EXCERPTED DATA:
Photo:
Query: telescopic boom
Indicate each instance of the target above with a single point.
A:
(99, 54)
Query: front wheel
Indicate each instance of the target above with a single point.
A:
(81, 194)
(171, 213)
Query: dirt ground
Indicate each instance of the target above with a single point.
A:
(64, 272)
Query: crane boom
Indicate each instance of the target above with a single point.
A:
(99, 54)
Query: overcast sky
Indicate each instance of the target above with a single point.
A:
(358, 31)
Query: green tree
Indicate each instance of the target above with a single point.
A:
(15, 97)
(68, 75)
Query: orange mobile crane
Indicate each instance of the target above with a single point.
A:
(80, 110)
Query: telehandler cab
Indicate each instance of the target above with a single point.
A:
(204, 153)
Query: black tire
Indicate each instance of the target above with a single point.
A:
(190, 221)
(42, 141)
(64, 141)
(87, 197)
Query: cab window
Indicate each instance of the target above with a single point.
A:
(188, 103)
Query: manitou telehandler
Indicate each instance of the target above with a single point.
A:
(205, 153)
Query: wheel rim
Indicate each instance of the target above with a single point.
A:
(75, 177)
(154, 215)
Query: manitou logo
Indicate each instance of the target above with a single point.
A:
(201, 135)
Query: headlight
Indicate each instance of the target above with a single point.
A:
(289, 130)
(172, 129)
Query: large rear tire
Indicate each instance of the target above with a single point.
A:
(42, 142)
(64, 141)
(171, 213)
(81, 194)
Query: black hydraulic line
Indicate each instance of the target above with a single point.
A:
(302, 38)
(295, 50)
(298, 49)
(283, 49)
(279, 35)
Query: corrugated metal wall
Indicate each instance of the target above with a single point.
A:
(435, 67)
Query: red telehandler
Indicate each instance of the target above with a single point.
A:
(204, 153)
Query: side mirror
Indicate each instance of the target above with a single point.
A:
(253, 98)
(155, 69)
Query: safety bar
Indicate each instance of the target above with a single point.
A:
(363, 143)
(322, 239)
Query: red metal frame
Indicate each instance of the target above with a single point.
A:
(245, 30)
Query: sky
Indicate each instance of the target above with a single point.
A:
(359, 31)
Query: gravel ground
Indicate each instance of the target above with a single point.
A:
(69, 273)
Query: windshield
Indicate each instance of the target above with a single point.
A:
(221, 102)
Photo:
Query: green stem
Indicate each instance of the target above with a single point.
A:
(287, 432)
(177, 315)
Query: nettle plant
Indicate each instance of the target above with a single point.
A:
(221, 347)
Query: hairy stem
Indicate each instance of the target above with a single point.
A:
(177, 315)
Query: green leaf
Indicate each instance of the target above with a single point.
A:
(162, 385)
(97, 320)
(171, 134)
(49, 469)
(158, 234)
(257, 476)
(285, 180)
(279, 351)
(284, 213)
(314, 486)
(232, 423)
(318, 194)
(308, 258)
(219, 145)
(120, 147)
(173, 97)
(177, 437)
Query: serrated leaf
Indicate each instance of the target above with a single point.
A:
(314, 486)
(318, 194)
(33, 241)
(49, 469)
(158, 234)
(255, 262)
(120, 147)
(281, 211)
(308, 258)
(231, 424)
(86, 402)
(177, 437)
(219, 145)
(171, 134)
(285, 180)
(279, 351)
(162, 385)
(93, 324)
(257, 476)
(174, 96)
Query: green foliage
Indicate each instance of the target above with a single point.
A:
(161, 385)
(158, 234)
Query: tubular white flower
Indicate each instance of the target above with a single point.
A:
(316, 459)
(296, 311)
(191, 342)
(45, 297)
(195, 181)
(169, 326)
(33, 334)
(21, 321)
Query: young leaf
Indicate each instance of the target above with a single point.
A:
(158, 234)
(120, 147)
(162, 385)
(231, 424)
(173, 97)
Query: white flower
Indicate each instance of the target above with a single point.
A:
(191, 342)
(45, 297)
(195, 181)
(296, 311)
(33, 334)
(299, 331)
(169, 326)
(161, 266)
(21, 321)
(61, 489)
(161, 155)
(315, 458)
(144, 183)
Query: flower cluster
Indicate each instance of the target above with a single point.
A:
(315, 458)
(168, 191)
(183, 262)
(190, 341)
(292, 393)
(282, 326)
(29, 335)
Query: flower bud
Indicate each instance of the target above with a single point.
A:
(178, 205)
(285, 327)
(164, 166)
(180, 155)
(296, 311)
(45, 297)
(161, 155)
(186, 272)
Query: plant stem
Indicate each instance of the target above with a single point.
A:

PROBLEM DESCRIPTION:
Would you restate the whole listing word for word?

SOLUTION FOR THIS PROBLEM:
Photo:
Query: telescopic boom
Indicate each instance of the target above with a single point.
A:
(99, 54)
Query: front wheel
Indicate each instance of the target above with a single point.
A:
(81, 194)
(171, 213)
Query: dirt ground
Indicate each instance of the target above with a single point.
A:
(64, 272)
Query: crane boom
Indicate each instance of the target above with a single point.
A:
(99, 54)
Query: overcast sky
Indicate each instance of the target above with a single point.
A:
(358, 31)
Query: green tree
Indicate each instance of the target above with a single point.
A:
(15, 97)
(68, 75)
Query: orange mobile crane
Indicate each instance of the target above with a single point.
A:
(80, 110)
Query: telehandler cab
Indicate each instance of the target above with a single point.
A:
(204, 153)
Query: black tire
Indicate each instance of the target above with a single point.
A:
(190, 221)
(42, 141)
(64, 141)
(87, 197)
Query: cab window
Indicate each instance of the target above with a single point.
A:
(188, 103)
Query: manitou telehandler
Indicate each instance of the target above with a single point.
A:
(205, 153)
Query: wheel rim
Indicate each instance of the target above with a single point.
A:
(75, 177)
(154, 215)
Query: manitou logo
Indicate each instance of the target above with a single point.
A:
(201, 135)
Query: headlight
Indicate each instance of the target above with a single point.
A:
(289, 130)
(172, 129)
Query: large rear tire
Indicate each instance of the target above with a single point.
A:
(42, 142)
(64, 141)
(171, 213)
(81, 194)
Query: black hydraulic line
Indicate each instance of the target above with a single point.
A:
(302, 38)
(295, 50)
(298, 49)
(283, 49)
(279, 35)
Query: corrugated metal wall
Indicate each instance of the target above with a single point.
A:
(435, 67)
Query: red telehandler
Indicate each instance of the target above with a single point.
A:
(204, 153)
Query: side mirror
Indicate each instance of the target above with a single point.
A:
(253, 98)
(155, 69)
Query: safety bar
Indicate each instance of the target above with a single point.
A:
(363, 143)
(322, 239)
Query: red metal frame
Indicate each instance of the target above with a single point.
A:
(245, 30)
Query: sky
Indicate each instance of the target above with a single point.
A:
(359, 31)
Query: gravel ground
Indicate each instance of the target above with a single point.
A:
(69, 273)
Query: windshield
Indicate each instance of the target above with a single point.
A:
(221, 102)
Photo:
Query: green stem
Indicate each instance of the target above with a single point.
A:
(287, 432)
(177, 315)
Query: nettle plant
Indicate each instance of the target above with a single point.
A:
(221, 347)
Query: hairy stem
Indicate each instance of the target above with a single point.
A:
(177, 315)
Query: green leaf
Indicate each instance of the target above with a single point.
A:
(162, 385)
(97, 320)
(171, 134)
(49, 469)
(158, 234)
(257, 476)
(285, 180)
(279, 351)
(284, 213)
(314, 486)
(232, 423)
(318, 194)
(308, 258)
(219, 145)
(120, 147)
(173, 97)
(177, 437)
Query: serrated leaf
Indicate each instance of the target above with a single point.
A:
(314, 486)
(318, 194)
(33, 241)
(49, 469)
(158, 234)
(255, 262)
(120, 147)
(281, 211)
(308, 258)
(231, 424)
(86, 402)
(177, 437)
(219, 145)
(171, 134)
(285, 180)
(279, 351)
(162, 385)
(93, 324)
(257, 476)
(174, 96)
Query: green foliage
Indicate each instance of the target above with a single point.
A:
(161, 385)
(158, 234)
Query: tubular white flower
Indicate each instance of the target above with a single point.
A:
(316, 459)
(296, 311)
(191, 342)
(45, 297)
(195, 181)
(169, 326)
(33, 334)
(21, 321)
Query: young leaf
Indicate each instance of the target above with a single point.
A:
(158, 234)
(120, 147)
(162, 385)
(231, 424)
(173, 97)
Query: white flower
Indicate each instance of the target above with a single point.
A:
(191, 342)
(45, 297)
(195, 181)
(296, 311)
(33, 334)
(299, 331)
(169, 326)
(161, 266)
(21, 321)
(61, 489)
(161, 155)
(315, 458)
(144, 183)
Query: flower cluster
Indicate each instance of the target above with a single point.
A:
(315, 458)
(168, 191)
(183, 262)
(190, 341)
(292, 393)
(282, 326)
(29, 335)
Query: flower bud
Indicate each instance of the target above with a single point.
A:
(178, 205)
(285, 327)
(164, 166)
(180, 155)
(296, 311)
(45, 297)
(161, 155)
(186, 272)
Query: plant stem
Indicate each instance of the target above with a single point.
A:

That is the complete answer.